Task statement
Pull out every line of the listing below that contains the word "white".

Entries

*****

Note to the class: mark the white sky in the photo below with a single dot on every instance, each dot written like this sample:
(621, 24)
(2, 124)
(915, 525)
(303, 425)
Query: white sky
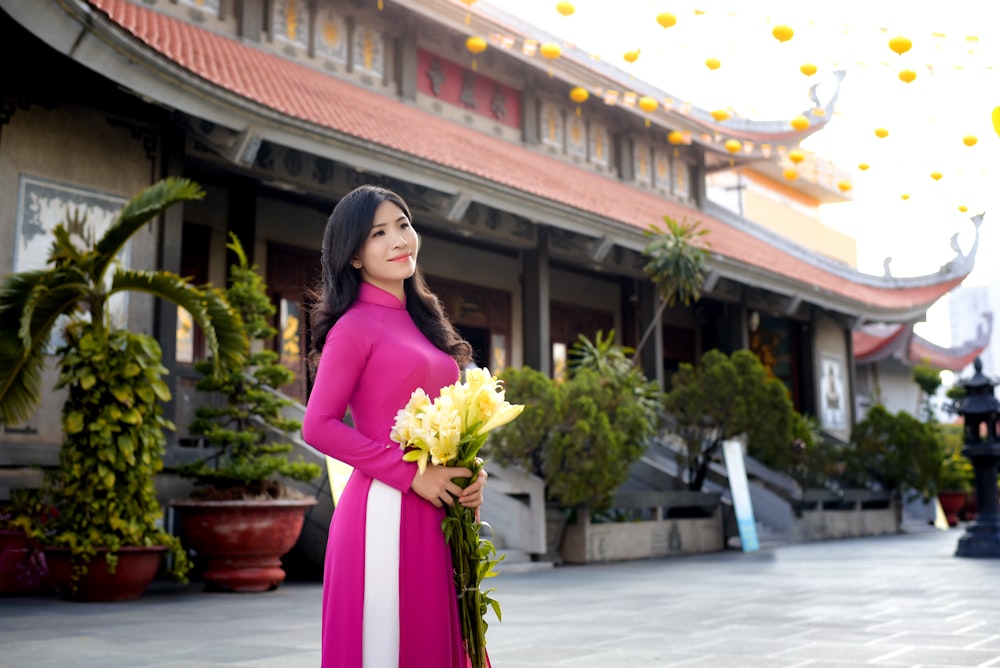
(955, 55)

*****

Completed task
Note to the class: mark the white sky in the photo below with a single dot on every instance, each dot written like this sample:
Query: white sky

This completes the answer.